* _İstenen Görev a_
Aşağıdaki karar metnine göre şu soruları yanıtlayınız:
(i) Davanın açıldığı tarih nedir?
(ii) Davacı şirket ile davalı şirket arasındaki sözleşme hangi tarihte yapılmıştır?
(iii) Davacı şirketin davalı şirkete bildirdiği listede kaç adet hat yer almaktadır?

* _Metin Pasajı_

--------------------------------

Emsal Mahkeme Kararı İstanbul 11. Asliye Ticaret Mahkemesi 2014/1072 E. 2020/774 K. 24.11.2020 T.

Görüntülediğiniz mahkeme kararı kesinleşmiş bir karardır.

T.C.
İSTANBUL
11. ASLİYE TİCARET MAHKEMESİ

ESAS NO:2014/1072 Esas
KARAR NO:2020/774

DAVA:Tazminat (Hizmet Sözleşmesinden Kaynaklanan)
DAVA TARİHİ:04/03/2014
KARAR TARİHİ:24/11/2020

Mahkememizde görülmekte olan Tazminat (Hizmet Sözleşmesinden Kaynaklanan) davasının yapılan açık yargılaması sonunda,
GEREĞİ DÜŞÜNÜLDÜ:
DAVA DİLEKÇESİ:
Davacı vekili dava dilekçesinde; müvekkili şirket ile davalı şirket arasında 26/04/2012 tarihinde bir sözleşmenin yapıldığını, söz konusu sözleşme çerçevesinde müvekkilinin davalı şirketin hizmetlerinden kurumsal abone olarak yararlanacağını, davalı şirketin dokuz adet kampanyalı paket seçeneği bulunduğunu, müvekkili şirket söz konusu paketlerden şirket çalışanlarının ihtiyacı olan paketler seçtiğini ve 26 adet hattın paket bilgilerinden oluşan bir listeyi davalı şirkete bildirildiğini, davalı şirket ilk ayın faturasını her bir hat için ayrı ve ayrıntılı faturalar olarak düzenlediğini ancak sonraki aylarda tüm hatlar için bir fatura olarak düzenlendiğini, müvekkili şirketin iletişim maliyetleri beklenenin ve kararlaştırılanın aksine giderek arttığını ve müvekkili şirket tarafından şirket çalışanları ile yapılan görüşmeler ve araştırmalar sonucunda iki adet hatta, taraflarca anlaşılan paketin tanımlanmayarak sözleşmeye aykırı davranıldığının öğrenildiğini, söz konusu hatlara tanımlanması gereken paketler tanımlanmadığından, fatura bedelleri fahiş ücretler üzerinden belirlendiğini, davalı tarafından herhangi bir bilgilendirme de yapılmadığını ve geri dönüşün de olmadığını, özet olarak müvekkilinin 20 aylık aboneliği süresinde toplam 28.600,00 TL fatura ödemiş olması gerekirken, 102.669,20 TL ödemiş olup dolayısıyla 74.069,20 TL maddi zarara uğradığını, davalı şirketin sözleşmeye aykırı fatura bedelleri ve kötü niyeti dolayısıyla müvekkili şirket maddi zarara uğramış olup, sözleşmeyi haklı sebeple feshedildiğini, bu sebeplerle müvekkilinin uğramış olduğu müspet zararın davalı şirket tarafından tanzim edilmesinin gerektiğini, açıklanan nedenlerle fazlaya ilişkin hakları saklı kalmak kaydıyla haklı davalarının kabulü ile davalı şirketin anlaşılan sözleşme şartlarına aykırı olarak tanımlanması gereken kullanım paketlerini tanımlamayarak fahiş bedellerle faturalandırıldığı kullanım bedellerine ilişkin müvekkili şirketin yapmış olduğu ödemeler nedeniyle uğramış olduğu olumsuz zarar olan toplamda 79.069,20 TL zararlarının tespiti ile şimdilik 5.000,00 TL ‘ sinin 06/02/2014 tarihinden itibaren işleyecek ticari faizi ile birlikte taraflarına ödenmesini, tüm yargılama giderleri, faiz ve vekalet ücretinin de davalı şirkete tahmiline karar verilmesini talep ve dava etmiştir.

--------------------------------

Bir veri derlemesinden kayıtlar
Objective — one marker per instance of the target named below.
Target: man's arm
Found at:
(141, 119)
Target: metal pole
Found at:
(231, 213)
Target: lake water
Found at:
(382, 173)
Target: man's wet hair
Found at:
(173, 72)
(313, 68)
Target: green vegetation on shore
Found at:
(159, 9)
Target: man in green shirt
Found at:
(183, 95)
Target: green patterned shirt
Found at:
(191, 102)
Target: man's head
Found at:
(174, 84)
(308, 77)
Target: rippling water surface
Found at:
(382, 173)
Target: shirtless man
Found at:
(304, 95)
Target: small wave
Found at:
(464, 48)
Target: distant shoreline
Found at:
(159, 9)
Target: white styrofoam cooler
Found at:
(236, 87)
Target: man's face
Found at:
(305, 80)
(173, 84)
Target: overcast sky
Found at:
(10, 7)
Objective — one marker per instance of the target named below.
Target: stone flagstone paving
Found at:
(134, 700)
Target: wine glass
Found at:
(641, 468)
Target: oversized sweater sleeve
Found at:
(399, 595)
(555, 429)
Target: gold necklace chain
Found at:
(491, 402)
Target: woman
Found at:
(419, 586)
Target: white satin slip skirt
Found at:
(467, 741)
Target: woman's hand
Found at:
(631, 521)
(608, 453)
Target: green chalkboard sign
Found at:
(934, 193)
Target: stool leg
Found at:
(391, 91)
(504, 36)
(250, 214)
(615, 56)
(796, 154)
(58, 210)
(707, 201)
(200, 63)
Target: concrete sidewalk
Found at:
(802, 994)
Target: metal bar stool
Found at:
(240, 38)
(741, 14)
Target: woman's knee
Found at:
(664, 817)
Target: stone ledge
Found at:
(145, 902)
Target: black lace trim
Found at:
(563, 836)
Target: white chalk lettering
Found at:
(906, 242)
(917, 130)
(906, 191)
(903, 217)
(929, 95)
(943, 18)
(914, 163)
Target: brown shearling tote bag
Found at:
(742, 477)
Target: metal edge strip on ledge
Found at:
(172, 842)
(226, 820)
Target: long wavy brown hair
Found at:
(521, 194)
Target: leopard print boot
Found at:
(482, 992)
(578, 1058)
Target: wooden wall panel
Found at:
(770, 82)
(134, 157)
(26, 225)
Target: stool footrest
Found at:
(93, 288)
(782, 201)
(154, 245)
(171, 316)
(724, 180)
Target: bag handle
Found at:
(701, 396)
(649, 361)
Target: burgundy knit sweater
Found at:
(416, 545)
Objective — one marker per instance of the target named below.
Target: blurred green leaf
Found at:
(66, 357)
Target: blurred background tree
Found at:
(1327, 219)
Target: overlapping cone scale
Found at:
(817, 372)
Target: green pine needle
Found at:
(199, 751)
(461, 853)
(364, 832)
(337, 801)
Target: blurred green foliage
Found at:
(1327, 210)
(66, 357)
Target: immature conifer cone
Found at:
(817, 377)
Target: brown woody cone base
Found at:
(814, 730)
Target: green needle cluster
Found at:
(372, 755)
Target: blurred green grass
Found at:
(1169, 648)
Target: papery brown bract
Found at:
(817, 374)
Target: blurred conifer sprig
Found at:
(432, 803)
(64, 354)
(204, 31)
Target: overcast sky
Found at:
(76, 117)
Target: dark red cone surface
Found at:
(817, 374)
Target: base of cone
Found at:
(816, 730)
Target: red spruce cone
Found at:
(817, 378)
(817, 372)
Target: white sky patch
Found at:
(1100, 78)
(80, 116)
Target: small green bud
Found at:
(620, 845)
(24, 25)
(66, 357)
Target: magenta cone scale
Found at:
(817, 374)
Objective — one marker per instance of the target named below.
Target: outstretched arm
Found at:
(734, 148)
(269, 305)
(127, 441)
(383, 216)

--------------------------------

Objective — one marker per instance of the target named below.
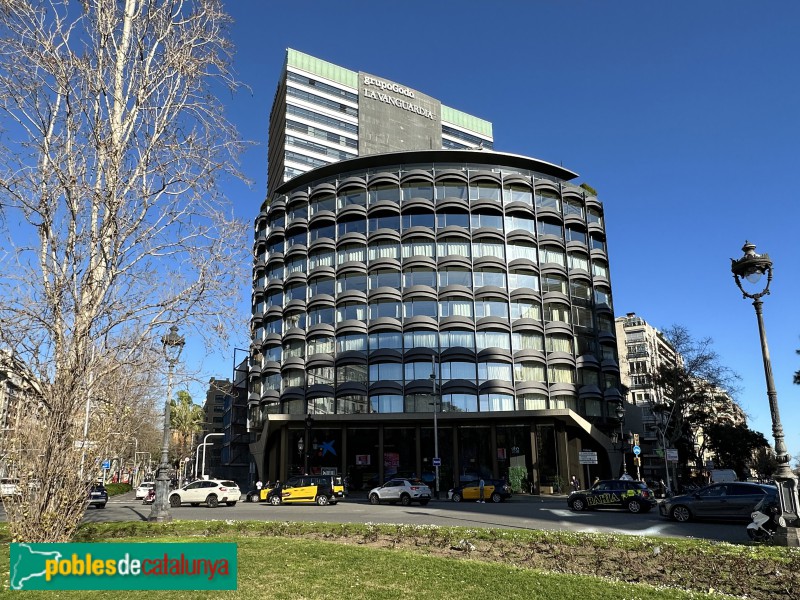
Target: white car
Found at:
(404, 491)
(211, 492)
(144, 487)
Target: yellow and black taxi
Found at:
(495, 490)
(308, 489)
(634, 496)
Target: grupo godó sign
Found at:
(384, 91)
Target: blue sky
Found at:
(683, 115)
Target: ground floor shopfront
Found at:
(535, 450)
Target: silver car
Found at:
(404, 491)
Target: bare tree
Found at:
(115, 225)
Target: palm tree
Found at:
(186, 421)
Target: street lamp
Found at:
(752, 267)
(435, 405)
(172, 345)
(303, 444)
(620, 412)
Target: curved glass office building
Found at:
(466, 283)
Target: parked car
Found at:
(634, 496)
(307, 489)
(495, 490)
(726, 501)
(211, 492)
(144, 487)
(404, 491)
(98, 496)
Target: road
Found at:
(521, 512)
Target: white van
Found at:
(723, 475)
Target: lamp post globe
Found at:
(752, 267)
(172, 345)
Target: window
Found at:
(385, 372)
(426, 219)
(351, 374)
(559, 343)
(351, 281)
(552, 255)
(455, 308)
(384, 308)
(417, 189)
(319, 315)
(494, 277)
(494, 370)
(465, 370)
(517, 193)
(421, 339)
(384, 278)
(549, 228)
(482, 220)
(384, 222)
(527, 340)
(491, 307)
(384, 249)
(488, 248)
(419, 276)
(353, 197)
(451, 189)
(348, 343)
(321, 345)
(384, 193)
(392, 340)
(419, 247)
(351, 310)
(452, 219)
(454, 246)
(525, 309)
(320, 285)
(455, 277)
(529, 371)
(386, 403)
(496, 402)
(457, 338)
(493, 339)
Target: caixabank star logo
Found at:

--------------------------------

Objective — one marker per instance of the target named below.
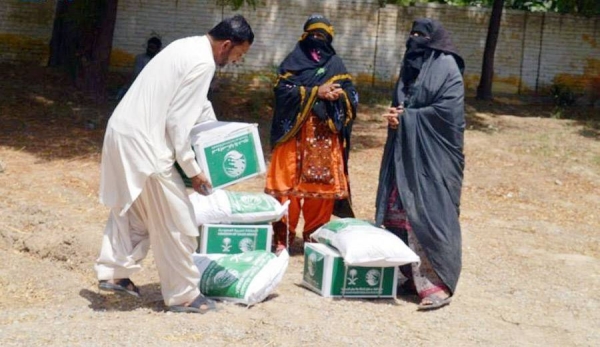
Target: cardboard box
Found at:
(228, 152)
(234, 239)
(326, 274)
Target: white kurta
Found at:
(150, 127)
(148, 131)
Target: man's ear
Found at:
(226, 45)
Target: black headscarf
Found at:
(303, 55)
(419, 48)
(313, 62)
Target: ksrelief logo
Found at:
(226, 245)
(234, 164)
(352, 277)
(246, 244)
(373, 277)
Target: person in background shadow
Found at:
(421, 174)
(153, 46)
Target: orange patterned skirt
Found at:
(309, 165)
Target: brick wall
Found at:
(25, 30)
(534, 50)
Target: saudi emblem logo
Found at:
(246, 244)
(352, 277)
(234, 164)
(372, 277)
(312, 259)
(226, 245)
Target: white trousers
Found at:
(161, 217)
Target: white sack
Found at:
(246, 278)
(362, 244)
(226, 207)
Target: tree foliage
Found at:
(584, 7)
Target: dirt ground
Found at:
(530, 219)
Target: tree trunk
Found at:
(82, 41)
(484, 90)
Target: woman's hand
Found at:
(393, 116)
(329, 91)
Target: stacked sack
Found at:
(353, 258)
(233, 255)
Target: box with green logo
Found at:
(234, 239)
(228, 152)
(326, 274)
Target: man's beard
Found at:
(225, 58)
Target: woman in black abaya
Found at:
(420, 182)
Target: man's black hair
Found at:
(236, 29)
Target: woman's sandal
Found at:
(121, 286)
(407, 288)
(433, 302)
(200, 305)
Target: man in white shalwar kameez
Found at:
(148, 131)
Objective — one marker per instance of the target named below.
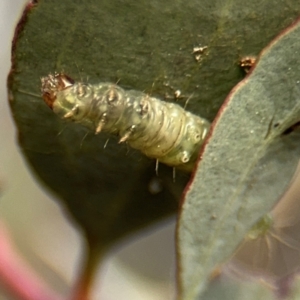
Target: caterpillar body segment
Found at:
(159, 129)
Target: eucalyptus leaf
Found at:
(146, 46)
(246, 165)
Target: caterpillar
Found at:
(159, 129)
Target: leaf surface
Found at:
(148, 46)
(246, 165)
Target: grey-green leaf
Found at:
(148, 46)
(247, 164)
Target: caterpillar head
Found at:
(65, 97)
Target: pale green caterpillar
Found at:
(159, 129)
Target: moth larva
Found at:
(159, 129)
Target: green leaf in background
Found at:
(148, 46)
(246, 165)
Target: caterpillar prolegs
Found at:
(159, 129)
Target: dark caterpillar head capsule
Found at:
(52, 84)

--------------------------------

* _İstenen Görev b_
Kayıtlarda "conifer" kelimesini içeren her satırı tespit edip kopyalayınız; büyük-küçük harf ayrımı dikkate alınmalıdır.

* _Beklenen Yanıt a_
(i) 04/03/2014
(ii) 26/04/2012
(iii) 26 adet hat

* _Beklenen Yanıt b_
Target: immature conifer cone
Target: blurred conifer sprig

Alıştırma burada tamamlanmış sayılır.